Working data:
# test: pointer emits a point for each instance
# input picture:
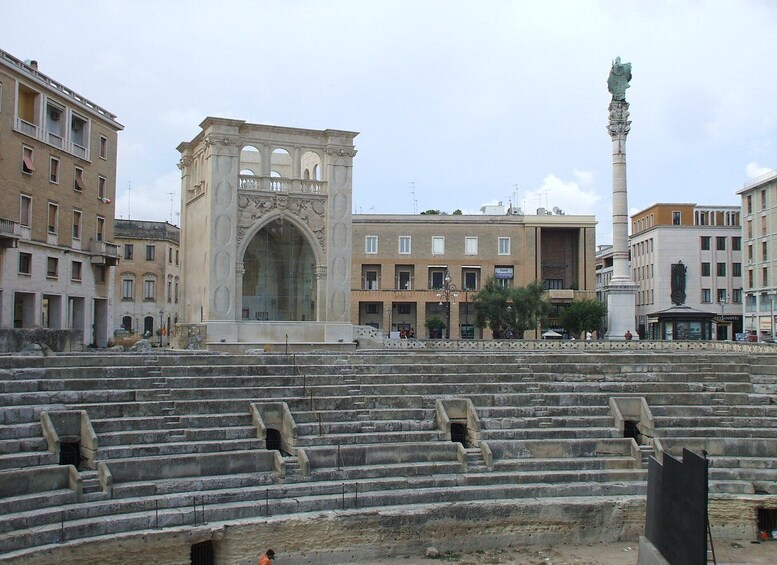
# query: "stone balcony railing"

---

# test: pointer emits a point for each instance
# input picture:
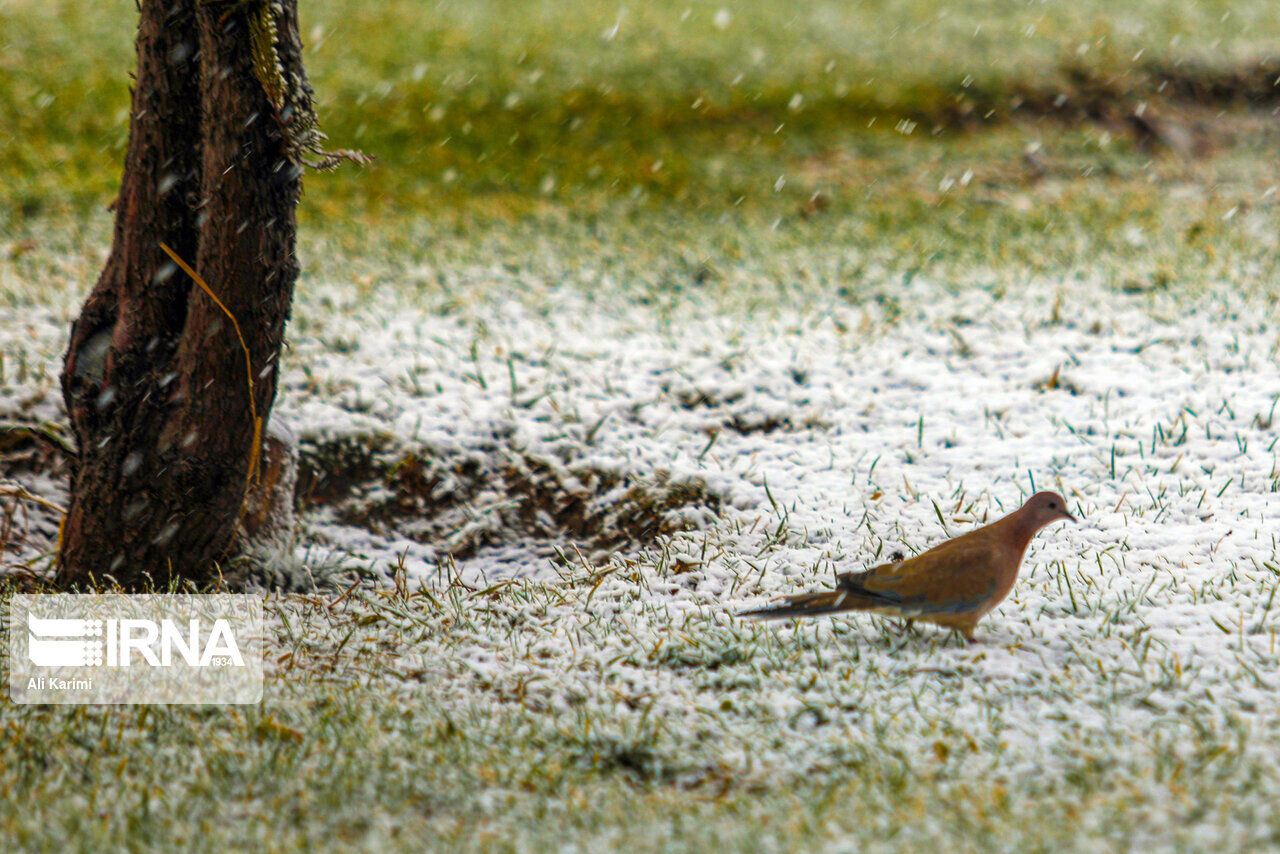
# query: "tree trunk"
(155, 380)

Given task: Extract every line of the entries above that contains the string "query", treating uppercase and lowercase letters as distinct.

Solution:
# query: "stone balcony railing"
# query: "tree trunk"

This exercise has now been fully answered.